Copy the listing from the line containing "of the green" through the end of the listing, swapping "hare's" for "rabbit's" and leaving all else unchanged.

▸ INPUT MATERIAL:
....
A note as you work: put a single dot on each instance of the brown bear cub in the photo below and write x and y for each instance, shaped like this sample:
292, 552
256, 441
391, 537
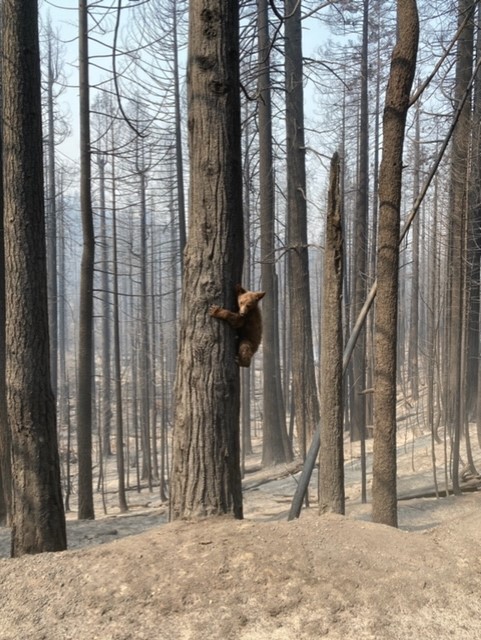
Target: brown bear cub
247, 321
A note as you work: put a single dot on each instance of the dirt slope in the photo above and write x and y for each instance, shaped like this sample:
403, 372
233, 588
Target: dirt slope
331, 577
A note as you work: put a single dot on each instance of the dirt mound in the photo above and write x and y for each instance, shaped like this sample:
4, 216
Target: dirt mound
220, 579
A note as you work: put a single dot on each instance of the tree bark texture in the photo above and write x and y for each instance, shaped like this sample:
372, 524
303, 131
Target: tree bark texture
85, 349
331, 460
38, 522
276, 445
5, 440
206, 478
303, 374
403, 65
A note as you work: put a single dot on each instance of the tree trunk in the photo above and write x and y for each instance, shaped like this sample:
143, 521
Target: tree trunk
51, 237
85, 349
206, 478
276, 445
403, 65
360, 263
38, 521
306, 404
457, 237
331, 459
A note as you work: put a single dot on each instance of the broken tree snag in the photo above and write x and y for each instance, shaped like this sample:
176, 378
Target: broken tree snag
331, 459
403, 66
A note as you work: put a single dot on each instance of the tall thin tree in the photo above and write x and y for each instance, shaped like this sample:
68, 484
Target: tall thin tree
403, 65
85, 349
206, 478
38, 521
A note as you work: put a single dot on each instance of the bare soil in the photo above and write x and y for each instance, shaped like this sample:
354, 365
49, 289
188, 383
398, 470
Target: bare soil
134, 576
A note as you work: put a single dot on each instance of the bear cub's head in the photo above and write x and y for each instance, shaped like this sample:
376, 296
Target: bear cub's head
247, 300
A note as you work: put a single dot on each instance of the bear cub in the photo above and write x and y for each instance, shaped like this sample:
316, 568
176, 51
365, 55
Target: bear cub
247, 321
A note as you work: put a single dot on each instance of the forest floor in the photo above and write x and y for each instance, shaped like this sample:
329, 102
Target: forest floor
134, 576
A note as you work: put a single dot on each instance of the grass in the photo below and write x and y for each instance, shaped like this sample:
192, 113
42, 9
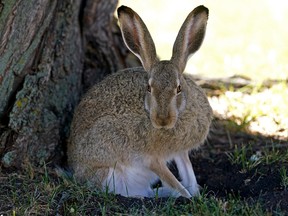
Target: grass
248, 160
284, 177
47, 195
256, 109
234, 44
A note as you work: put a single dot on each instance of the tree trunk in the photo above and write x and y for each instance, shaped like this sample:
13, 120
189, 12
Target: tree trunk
50, 53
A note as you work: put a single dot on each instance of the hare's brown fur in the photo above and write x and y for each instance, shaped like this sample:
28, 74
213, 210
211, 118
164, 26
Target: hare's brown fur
121, 126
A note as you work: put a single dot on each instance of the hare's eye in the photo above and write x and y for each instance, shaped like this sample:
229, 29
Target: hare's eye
149, 88
179, 89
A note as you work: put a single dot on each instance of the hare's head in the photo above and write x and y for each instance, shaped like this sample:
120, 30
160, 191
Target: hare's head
166, 88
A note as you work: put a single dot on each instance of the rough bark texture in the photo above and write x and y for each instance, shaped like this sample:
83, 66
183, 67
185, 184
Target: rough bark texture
50, 53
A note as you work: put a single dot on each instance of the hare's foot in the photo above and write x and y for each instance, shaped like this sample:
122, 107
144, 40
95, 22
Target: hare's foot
186, 172
169, 181
130, 181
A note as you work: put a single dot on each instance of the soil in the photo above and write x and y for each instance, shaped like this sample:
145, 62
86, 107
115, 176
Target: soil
220, 177
215, 174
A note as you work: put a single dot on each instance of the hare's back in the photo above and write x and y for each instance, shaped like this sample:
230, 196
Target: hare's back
120, 94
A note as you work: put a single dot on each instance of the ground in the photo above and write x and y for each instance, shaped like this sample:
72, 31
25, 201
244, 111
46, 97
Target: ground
241, 171
223, 180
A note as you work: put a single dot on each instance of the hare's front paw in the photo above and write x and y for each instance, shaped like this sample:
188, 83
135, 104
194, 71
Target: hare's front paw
130, 181
186, 172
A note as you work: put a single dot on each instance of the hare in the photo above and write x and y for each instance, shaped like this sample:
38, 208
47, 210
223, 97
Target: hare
127, 127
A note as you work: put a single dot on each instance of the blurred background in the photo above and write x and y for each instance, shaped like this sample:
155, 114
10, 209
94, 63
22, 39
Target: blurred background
244, 38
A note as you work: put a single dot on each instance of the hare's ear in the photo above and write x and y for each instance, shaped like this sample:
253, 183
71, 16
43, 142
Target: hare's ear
137, 37
190, 36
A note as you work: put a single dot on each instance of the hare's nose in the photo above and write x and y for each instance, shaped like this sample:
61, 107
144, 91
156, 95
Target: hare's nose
164, 121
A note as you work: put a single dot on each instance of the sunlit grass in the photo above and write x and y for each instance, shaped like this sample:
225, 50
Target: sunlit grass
262, 111
248, 159
243, 37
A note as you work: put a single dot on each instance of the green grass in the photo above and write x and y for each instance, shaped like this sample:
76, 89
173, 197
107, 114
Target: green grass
243, 37
284, 177
256, 109
248, 159
47, 195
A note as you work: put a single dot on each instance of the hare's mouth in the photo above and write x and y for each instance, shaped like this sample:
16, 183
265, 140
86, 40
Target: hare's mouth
164, 123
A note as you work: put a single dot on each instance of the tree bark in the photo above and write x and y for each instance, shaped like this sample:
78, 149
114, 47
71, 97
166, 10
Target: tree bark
50, 53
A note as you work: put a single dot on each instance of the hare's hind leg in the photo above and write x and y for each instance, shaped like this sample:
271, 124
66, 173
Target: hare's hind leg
....
▸ SOLUTION:
A note as you work: put a single dot on each instance of the green grass in the photo above and write x and y for each instance, shaped like this sample:
76, 89
173, 197
107, 114
Target: green grass
243, 37
284, 177
256, 109
248, 159
47, 195
A note as you work: put a single dot on each instance of the rabbit's mouth in the photo above and write x and y for each instance, shaped like this sample:
16, 183
265, 140
86, 40
Target: rabbit's mouth
164, 123
A note as you work: put a single dot on each instance of the tree bark in the photo above and write x and y for each instance, shaped like this sample:
78, 149
114, 47
71, 97
166, 10
Target: tree bark
50, 53
A note as you work: put a single dot on each instance of the rabbit's hind leg in the photo above and write x and y for each instance, shaped like this sample:
271, 124
66, 173
Target: rabbit's hind leg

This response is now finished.